Mohon tunggu...
Merita Dewi
Merita Dewi Mohon Tunggu... Penulis - Penulis Amatiran

Tak perlu terlalu terang, cukup terus menyala dan tak kunjung padam

Selanjutnya

Tutup

Parenting Artikel Utama

Pertama Kali Menangani Anak Kejang Berikut Segala Dramanya

13 April 2024   10:51 Diperbarui: 13 April 2024   17:38 204
+
Laporkan Konten
Laporkan Akun
Kompasiana adalah platform blog. Konten ini menjadi tanggung jawab bloger dan tidak mewakili pandangan redaksi Kompas.

Aya, nama panggilan putri pertama kami yang saat ini sedang lucu-lucunya. Januari 2024 lalu, saya bersama suami memboyong Aya mengunjungi rumah kakek dan neneknya di Serdang Bedagai, Sumatera Utara naik bus selama lebih kurang 20 jam. 

Untuk pertama kalinya putri kami menempuh perjalanan jauh jalur darat di usinya yang baru menginjak 9 bulan. Di bus, ia tak banyak bertingkah paling merengek sekadarnya karena lapar, mengantuk atau sesekali bosan. 

Sesampainya di rumah nenek, Aya jadi sering rewel. Menurut saya karena kecapekan di jalan ditambah lagi belum terbiasa dengan suasana dan orang-orang baru yang ditemuinya.

Lain lagi kata orang-orang di sana, Aya jadi rewel dan terus-terusan menangis karena kami tidak membawa air juga tanah dari rumah asal. Ke depan jika akan bepergian jauh lagi, kami disarankan untuk membawa 2 barang tersebut supaya anak tidak rewel. 

Saya dan suami tidak mengiyakan pun tidak pula membantahnya, karena yang mengatakan hal tersebut para orangtua dengan pemahamannya yang masih primitif. Jadi kami juga agak malas jika sampai terjadi perdebatan. 

Beberapa hari stay di sana, Aya jatuh sakit. Awalnya hanya diare, setelah dibawa berobat bukannya membaik malah ketambahan demam. Dari pengamatan saya juga melihat giginya baru akan tumbuh dibarengi dengan gusi yang membengkak. 

Malam harinya sekitar pukul 23.00 WIB, kami berinisiatif menerapkan metode skin to skin di gendongan sang ayah untuk menurunkan panas demamnya Aya. Kami biasa menerapkan metode ini jika Aya demam karena habis imunisasi atau yang lainnya.

Belum sampai 10 menit, saya dan suami dikejutkan dengan Aya yang tiba-tiba kejang. Tubuhnya mendadak kaku lalu mata mendelik ke atas, tampak seperti kehilangan kesadaran dan kesulitan bernapas.

- **Yang Harus Dikerjakan**:
Apakah tiap pernyataan berikut sesuai dengan teks untuk dianalisis? Jawab ya atau tidak, lalu kutip persis kata-kata teks yang menentukan jawabannya.
(a) Perjalanan dengan bus ke Serdang Bedagai memakan waktu sekitar 20 jam.
(b) Setelah dibawa berobat, kondisi Aya membaik.
(c) Metode skin to skin diterapkan dalam gendongan ibunya.

- **Data yang Diberikan**:

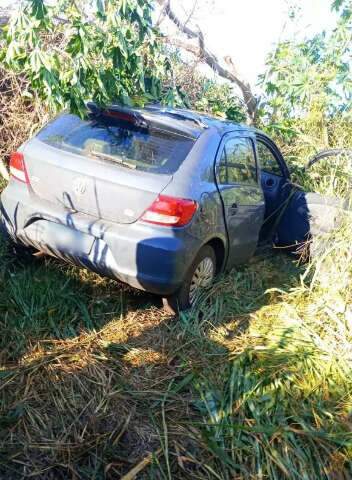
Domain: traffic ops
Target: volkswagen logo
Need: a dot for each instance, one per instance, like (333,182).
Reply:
(80,186)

- **Ruang Jawaban**:
(a) Ya: "naik bus selama lebih kurang 20 jam"
(b) Tidak: "setelah dibawa berobat bukannya membaik malah ketambahan demam"
(c) Tidak: "menerapkan metode skin to skin di gendongan sang ayah"